= Records for the exercise =
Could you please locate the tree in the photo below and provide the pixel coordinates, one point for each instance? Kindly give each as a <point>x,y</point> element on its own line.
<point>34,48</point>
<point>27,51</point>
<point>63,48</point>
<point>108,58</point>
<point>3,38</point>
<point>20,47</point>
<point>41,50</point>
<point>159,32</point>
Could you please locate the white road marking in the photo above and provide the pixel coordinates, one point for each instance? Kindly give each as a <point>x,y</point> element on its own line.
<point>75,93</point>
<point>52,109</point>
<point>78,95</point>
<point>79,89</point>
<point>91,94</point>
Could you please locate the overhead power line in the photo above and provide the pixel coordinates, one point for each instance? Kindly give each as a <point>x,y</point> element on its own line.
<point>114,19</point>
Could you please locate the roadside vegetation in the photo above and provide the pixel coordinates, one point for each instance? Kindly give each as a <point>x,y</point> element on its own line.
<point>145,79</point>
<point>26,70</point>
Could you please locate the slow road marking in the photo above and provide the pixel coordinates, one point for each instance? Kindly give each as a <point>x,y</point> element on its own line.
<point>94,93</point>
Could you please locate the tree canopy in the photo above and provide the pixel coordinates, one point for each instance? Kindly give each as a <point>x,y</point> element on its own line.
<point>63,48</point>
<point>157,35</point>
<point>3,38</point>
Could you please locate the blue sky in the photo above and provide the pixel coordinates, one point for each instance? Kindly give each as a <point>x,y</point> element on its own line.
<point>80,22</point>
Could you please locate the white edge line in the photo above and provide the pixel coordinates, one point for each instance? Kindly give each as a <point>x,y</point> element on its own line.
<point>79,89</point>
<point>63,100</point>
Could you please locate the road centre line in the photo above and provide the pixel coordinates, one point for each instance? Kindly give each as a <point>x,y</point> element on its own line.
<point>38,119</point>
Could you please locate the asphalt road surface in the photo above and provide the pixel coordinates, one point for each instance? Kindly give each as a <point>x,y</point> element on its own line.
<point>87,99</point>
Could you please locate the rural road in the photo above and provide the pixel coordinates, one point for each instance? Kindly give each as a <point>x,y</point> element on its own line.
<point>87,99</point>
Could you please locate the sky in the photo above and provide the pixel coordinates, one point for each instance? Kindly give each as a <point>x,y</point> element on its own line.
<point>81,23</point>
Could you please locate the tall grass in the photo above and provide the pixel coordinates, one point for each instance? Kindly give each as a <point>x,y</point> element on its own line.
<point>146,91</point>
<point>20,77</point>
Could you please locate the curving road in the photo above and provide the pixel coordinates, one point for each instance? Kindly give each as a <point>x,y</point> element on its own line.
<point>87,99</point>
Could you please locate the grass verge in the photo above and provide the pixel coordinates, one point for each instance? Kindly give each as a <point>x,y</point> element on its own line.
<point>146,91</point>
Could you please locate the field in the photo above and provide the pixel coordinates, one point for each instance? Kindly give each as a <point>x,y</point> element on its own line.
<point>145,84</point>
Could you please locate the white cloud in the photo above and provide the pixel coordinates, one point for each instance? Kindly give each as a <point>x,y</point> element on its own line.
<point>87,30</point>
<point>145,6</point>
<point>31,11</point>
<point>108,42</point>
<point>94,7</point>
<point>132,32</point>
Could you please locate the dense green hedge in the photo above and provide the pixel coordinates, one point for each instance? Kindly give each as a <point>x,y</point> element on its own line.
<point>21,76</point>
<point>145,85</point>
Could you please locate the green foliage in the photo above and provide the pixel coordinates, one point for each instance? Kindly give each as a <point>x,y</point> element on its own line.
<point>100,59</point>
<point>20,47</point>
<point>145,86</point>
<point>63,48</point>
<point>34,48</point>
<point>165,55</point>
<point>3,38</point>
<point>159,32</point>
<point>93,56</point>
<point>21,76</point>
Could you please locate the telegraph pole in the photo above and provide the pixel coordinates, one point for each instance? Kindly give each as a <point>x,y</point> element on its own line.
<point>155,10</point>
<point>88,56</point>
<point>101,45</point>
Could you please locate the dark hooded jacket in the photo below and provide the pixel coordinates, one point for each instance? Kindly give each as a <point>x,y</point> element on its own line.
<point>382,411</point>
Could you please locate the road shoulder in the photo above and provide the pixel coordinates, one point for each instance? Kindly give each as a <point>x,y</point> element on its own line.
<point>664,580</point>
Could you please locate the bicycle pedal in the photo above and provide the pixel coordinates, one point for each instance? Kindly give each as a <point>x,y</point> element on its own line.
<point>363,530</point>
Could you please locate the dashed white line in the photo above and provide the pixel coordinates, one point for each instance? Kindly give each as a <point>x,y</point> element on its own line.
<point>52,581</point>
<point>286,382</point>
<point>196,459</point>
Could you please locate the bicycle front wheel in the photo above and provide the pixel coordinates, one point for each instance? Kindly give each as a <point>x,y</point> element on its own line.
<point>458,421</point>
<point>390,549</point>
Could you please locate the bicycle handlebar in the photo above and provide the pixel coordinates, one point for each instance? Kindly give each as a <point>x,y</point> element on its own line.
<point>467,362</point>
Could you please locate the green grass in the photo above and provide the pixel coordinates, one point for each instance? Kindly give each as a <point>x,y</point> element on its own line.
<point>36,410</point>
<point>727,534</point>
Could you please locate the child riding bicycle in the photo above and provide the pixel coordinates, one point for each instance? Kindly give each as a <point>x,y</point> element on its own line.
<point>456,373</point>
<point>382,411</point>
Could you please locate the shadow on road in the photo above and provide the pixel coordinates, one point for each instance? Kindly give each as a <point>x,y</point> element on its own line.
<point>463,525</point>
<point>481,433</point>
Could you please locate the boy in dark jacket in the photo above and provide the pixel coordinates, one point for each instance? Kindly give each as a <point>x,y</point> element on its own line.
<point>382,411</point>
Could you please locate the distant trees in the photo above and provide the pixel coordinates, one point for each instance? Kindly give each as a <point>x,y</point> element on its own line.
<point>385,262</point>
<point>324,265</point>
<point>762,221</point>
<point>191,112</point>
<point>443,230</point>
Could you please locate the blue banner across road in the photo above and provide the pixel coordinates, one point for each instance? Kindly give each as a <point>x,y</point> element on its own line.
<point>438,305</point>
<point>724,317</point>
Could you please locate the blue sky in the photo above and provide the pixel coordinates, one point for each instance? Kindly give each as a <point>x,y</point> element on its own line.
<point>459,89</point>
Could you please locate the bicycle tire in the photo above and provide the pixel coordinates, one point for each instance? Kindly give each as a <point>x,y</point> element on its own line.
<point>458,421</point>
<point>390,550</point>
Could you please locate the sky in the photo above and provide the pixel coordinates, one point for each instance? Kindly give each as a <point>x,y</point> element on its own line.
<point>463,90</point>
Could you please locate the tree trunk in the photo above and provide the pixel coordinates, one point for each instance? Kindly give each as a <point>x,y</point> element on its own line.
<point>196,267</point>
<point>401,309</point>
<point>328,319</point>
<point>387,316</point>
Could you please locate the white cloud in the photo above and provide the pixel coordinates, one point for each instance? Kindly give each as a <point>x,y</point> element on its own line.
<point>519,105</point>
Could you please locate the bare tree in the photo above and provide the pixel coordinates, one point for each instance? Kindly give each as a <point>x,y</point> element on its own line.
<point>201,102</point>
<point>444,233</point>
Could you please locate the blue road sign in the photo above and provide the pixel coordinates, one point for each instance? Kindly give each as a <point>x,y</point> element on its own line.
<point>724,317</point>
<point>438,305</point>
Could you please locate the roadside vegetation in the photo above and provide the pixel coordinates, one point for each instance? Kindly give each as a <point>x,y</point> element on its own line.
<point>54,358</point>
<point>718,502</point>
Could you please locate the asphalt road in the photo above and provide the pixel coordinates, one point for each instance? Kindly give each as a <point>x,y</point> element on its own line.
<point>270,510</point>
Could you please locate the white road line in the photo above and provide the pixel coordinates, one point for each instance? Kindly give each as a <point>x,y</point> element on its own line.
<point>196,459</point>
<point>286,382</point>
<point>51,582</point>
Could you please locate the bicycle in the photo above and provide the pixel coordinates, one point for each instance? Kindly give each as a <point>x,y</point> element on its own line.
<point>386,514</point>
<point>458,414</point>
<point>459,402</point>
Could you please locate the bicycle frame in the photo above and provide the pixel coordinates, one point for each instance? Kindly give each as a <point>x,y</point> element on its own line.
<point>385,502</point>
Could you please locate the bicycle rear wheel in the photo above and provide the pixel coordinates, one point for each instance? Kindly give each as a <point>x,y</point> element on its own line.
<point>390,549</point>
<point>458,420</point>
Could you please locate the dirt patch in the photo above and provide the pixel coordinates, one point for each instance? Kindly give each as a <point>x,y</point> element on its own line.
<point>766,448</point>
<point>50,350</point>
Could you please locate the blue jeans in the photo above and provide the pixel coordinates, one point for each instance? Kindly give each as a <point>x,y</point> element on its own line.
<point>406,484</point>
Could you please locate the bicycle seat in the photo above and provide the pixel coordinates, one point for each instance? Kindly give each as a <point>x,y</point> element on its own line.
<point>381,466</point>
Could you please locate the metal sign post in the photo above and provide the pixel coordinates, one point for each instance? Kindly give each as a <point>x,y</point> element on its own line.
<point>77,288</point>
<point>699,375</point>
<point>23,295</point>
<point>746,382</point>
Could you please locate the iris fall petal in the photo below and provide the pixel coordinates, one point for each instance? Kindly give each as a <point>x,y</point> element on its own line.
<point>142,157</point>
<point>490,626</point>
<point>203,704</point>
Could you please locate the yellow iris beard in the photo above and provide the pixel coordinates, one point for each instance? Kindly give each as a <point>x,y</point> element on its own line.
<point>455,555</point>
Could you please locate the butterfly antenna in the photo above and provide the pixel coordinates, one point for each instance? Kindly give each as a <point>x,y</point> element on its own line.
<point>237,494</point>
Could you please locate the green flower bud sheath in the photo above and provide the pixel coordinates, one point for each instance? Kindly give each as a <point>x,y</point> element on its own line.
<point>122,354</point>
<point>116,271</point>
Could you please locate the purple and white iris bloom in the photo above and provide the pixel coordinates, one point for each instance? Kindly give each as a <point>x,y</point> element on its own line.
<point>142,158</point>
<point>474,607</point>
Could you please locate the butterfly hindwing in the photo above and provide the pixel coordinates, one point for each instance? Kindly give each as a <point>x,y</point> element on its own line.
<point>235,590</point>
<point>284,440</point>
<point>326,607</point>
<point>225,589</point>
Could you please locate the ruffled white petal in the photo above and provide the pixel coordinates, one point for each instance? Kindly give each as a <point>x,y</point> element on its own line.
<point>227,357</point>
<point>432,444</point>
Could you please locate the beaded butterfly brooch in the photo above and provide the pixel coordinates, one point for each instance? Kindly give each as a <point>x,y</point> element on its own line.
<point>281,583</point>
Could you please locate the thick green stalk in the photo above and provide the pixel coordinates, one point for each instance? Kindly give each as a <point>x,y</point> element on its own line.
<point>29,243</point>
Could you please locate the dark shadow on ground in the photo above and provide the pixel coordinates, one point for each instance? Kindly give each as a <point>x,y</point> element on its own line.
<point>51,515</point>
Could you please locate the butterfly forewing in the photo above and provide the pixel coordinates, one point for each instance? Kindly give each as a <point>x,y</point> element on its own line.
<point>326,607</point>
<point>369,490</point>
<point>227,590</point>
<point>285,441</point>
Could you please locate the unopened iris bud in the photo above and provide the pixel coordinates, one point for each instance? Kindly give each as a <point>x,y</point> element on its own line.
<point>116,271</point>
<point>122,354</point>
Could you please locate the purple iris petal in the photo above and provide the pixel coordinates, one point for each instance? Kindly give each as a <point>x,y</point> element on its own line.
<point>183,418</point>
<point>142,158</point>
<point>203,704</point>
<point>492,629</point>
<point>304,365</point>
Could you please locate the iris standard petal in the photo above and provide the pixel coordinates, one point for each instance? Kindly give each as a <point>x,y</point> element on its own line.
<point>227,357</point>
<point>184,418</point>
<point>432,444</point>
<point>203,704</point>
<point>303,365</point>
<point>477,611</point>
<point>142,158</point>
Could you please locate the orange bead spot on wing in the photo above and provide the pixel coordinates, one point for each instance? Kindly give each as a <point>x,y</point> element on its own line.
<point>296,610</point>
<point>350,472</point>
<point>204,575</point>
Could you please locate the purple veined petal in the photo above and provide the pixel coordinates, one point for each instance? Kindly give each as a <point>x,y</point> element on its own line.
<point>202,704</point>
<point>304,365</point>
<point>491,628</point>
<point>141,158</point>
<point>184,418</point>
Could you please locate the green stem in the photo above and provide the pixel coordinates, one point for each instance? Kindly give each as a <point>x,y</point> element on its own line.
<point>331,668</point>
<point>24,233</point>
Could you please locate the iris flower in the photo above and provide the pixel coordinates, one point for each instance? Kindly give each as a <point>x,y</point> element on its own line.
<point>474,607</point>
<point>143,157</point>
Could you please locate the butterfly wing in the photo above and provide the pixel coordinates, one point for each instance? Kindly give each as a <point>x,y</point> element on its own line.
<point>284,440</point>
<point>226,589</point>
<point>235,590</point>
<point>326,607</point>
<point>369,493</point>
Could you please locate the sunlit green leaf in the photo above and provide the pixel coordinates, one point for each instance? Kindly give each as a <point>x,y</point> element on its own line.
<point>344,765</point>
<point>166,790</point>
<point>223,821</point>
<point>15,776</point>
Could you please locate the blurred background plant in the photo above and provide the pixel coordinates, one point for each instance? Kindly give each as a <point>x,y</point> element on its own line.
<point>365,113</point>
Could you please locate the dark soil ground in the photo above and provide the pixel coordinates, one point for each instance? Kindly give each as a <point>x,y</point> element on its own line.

= What you need to do =
Write out the rows between the line containing "Could you please locate the telegraph" and the line containing "<point>363,530</point>", inclusive, as a JSON list of strings, one string per line, with blank lines omitted.

= Solution to the exercise =
[
  "Could you please locate the telegraph pole in the photo above and provide the pixel coordinates, one point for each instance? Kindly give each as a <point>x,y</point> element on its own line.",
  "<point>155,10</point>",
  "<point>88,56</point>",
  "<point>101,45</point>",
  "Could you please locate the dark hooded jacket in the photo below and provide the pixel coordinates, one point for each instance? Kindly give each as a <point>x,y</point> element on its own line.",
  "<point>382,411</point>",
  "Could you please locate the road shoulder in the photo above and provide the pixel coordinates, one point for each instance? Kindly give each as a <point>x,y</point> element on its own line.",
  "<point>664,580</point>",
  "Could you please locate the bicycle pedal in the photo above and provide the pixel coordinates, one point for each instance? Kindly give each as a <point>x,y</point> element on its own line.",
  "<point>363,530</point>"
]